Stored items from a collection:
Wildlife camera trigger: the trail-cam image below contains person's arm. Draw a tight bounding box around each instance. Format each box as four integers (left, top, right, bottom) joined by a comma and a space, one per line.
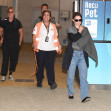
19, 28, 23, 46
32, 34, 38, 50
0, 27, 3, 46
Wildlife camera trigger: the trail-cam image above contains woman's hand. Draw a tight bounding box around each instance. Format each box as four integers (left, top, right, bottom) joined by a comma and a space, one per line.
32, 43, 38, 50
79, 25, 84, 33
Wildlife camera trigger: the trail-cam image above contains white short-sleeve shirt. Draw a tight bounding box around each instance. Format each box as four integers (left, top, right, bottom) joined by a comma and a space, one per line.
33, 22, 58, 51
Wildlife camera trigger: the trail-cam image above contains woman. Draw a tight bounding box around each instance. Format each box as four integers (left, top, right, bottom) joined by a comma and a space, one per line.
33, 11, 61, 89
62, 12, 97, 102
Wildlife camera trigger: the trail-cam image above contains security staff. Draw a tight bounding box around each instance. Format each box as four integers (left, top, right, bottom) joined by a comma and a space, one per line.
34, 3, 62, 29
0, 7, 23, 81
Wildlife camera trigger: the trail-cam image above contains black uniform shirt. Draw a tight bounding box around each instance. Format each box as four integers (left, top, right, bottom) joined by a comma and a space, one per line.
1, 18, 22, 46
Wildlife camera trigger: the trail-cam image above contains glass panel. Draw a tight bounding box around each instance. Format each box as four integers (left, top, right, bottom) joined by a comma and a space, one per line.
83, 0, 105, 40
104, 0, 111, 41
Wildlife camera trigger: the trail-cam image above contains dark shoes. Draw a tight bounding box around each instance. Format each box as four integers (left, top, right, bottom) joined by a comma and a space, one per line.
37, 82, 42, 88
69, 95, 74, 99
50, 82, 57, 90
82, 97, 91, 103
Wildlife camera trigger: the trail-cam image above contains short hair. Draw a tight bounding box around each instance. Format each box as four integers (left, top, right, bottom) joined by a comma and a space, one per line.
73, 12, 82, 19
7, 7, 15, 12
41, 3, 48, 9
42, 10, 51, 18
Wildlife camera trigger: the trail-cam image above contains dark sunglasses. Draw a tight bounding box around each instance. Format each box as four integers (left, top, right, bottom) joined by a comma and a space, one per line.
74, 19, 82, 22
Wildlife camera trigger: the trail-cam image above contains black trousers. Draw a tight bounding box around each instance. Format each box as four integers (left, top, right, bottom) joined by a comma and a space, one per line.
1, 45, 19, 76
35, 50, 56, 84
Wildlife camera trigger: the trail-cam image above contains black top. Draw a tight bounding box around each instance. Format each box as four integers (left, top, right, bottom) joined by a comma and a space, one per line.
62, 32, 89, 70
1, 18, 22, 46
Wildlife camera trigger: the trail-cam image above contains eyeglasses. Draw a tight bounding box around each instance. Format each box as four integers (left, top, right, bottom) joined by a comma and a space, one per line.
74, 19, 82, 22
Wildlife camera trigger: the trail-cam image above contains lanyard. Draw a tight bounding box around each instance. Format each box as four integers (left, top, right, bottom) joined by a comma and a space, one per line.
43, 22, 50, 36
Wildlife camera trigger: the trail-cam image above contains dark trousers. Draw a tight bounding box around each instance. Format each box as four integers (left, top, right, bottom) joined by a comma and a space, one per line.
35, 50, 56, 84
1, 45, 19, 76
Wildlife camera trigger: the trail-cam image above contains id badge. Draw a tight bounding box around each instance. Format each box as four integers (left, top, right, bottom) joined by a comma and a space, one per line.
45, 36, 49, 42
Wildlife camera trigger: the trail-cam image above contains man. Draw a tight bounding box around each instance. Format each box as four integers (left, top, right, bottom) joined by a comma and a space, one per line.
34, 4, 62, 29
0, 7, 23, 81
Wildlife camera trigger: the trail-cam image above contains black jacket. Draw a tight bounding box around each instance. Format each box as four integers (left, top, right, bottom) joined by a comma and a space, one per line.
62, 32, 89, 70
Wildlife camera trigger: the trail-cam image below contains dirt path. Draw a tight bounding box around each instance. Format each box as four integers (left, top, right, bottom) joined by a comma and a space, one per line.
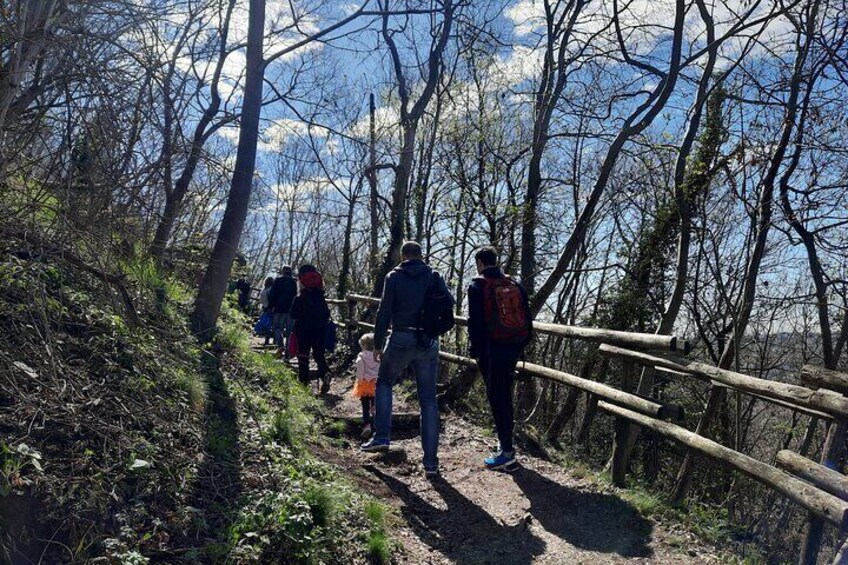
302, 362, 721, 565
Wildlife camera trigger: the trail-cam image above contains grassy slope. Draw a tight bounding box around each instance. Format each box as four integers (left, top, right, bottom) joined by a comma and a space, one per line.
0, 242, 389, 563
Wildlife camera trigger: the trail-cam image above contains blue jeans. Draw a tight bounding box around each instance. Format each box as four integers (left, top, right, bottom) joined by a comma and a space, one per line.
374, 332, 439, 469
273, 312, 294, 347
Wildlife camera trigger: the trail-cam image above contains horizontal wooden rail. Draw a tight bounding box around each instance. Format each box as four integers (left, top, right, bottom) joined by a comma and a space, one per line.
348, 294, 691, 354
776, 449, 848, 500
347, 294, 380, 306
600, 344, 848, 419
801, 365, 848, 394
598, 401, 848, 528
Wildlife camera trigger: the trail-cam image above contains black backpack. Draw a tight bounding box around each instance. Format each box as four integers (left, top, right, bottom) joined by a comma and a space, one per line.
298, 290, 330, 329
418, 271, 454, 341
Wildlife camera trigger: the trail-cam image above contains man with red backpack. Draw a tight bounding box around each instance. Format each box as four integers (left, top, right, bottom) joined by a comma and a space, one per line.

THE TASK: Omit the pictures and output all of the other material exactly.

ANSWER TO THIS EXERCISE:
Wildlife camera trigger: the trail-cam image below contains person's arm. Draw a tight bounding box around each instance. Format each box as four integers (left, top, right, bottom) joined by a comma and a space, one per line.
19, 28, 23, 46
32, 34, 38, 50
0, 27, 3, 46
Wildlife camera trigger: the trail-cam image above contains woman's hand. Draw a tight bounding box around each instance. Format each box as four integers (left, top, right, bottom) joined by a comma and a space, one per line.
32, 43, 38, 50
79, 25, 84, 33
Wildlife camera trigger: the trail-cam image above contains white short-sleeve shirt. Draw a tight bounding box around each instance. Format each box as four integers (left, top, right, bottom) joined by a comma and a space, one per line.
33, 22, 58, 51
Wildlife camera trigger: the trail-cam image above contains woman. Draw a tight bounding box around each instance. Format each box as four integers (left, top, right, bottom) joined by a comma and a space, one per line.
33, 11, 61, 89
62, 12, 97, 102
Wildlife camera trigger: the trail-cam image above contains security staff. Draw a tight bounding box around each instance. Format each box as four integers (left, top, right, bottom) joined by a comma and a space, one per line.
34, 3, 62, 29
0, 7, 23, 81
Wildlife camera trigger: the trail-cam image above contains black uniform shirt. Draw a tight bounding box around each instance. Format each box as four integers (left, top, right, bottom) joined by a comma and a space, one per line.
1, 18, 22, 46
Wildlife camera trigger: the trail-cam image above contains glass panel. Draw a tight bounding box around each instance. Format each box as four integers (left, top, right, bottom) joined by a comma and a space, one per line.
83, 0, 105, 40
104, 0, 111, 41
Wildlife camera trigger: the trail-cam image above contains dark shoes. Draw a tight bounding box around each instance. Format each box as four integers (left, top, right, bottom) joined by a comma and a space, one per line.
37, 82, 42, 88
69, 95, 74, 99
50, 82, 57, 90
82, 97, 91, 103
Wildlife camera trigger: the trail-cam image above contains short hair. Draw a tight bounding box around each instance. Format each box as four integers (left, top, right, bottom) joined by a comma and a space, one per line.
73, 12, 82, 19
7, 7, 15, 12
41, 3, 48, 9
42, 10, 51, 18
Wildlife camera trigger: the trail-cam image above contains dark sunglasses. Draw a tight bounding box around each instance. Format each box as four integers (left, top, right, bottom) joined by a comma and a space, one per line.
74, 19, 82, 22
Wildlife camera trigger: the trail-cam image above contains black trousers. Draw a tight bounding box around each instance. Format each box as four integers (left, top, right, bottom) joined by a comma and a space, one per line.
1, 45, 19, 76
35, 50, 56, 84
Wildlife camera trigger: the trail-cam image above contains black top. Draw a tight bounding box around each instance. Format each box as four integers (left, top, right, bottom) joined by a comma and a space, one per line.
62, 32, 89, 70
1, 18, 22, 46
Wildlife camera trigger: the trail-cam image above contains eyeglasses. Draw a tight bounding box around each instance. Format each box as four integers (left, top, right, bottom) joined by a comma and a space, one per line.
74, 19, 82, 22
Wildlife camera trigger: the trail-cam image above contains lanyard. Draw a tight bounding box around each instance. Format each box as four integers (left, top, right, bottom) joined by a comma and a space, one per line.
43, 22, 50, 36
Wildlife camera trigger: the trail-cam image above contains dark trousers. Draw a tight bounding box around each instance. Format each box as four integers (left, top, right, bottom) joined by a comma and a space, one per line.
35, 50, 56, 84
1, 45, 19, 76
Wildlife camera trigger: the trail-cam image above contains id badge. Draw a tight bounding box around each instance. Format each box as four integers (left, top, right, bottom) joined by a comma and a space, one per line.
45, 36, 49, 42
Wildlife camera trigger: the trail-cam image above contains man. Draw a tight bounding box around each instance. Format each box as four integers (left, top, right, bottom) joined by a comma and a space, one per line.
34, 4, 62, 29
0, 7, 23, 81
Wildlife camera trigger: the trail-cam image above contains black jacket. Draw a tight bounding box around each instance. Format each box as four integers (left, top, right, bottom) joined by a comma and a space, one per line.
62, 32, 89, 70
Wildlife camera trigger: the trail-cam image below contains dirt path. Draw a tight bounding box around each instance. Format each box as four integers (left, top, right, bottom) joined by a comma and a space, one per line.
302, 362, 721, 565
Wildlife camera trigger: the trail-cam image above contains grassy slope. Draw a tight bounding box around each instance. Format each box as four integers (left, top, right, bottom) joined by a comma and a space, one per line.
0, 242, 389, 563
Wildlife camera trigger: the trail-cam image above contains blue jeans. Draw a tight bounding box around each instance. Format each box as four integers (left, top, right, bottom) joined by a comma and a space, one per line.
374, 332, 439, 469
273, 312, 294, 347
Wildlife camera trigger: the trail-cam image above contains horizontal wooden rail. Draw a tight bounding box around each instance. Format each box as four integers (left, top, right, bottom) joined by a comma and a space, one per line.
348, 294, 691, 354
776, 449, 848, 500
347, 294, 380, 306
600, 344, 848, 419
801, 365, 848, 394
598, 401, 848, 528
Wildlife camera trigger: the trail-cam image above contains black backpack. Draw a tight bounding box around each instance. Format each box as four integers (left, top, right, bottom) joined by a comma and a space, one per line.
298, 290, 330, 329
418, 271, 454, 341
Wildlife camera trigger: the trail-cam image above contains man with red backpack. Draw a tight bounding box around each instance. Format each box as four integers (left, top, right, bottom) joined by a comma and a space, one per line.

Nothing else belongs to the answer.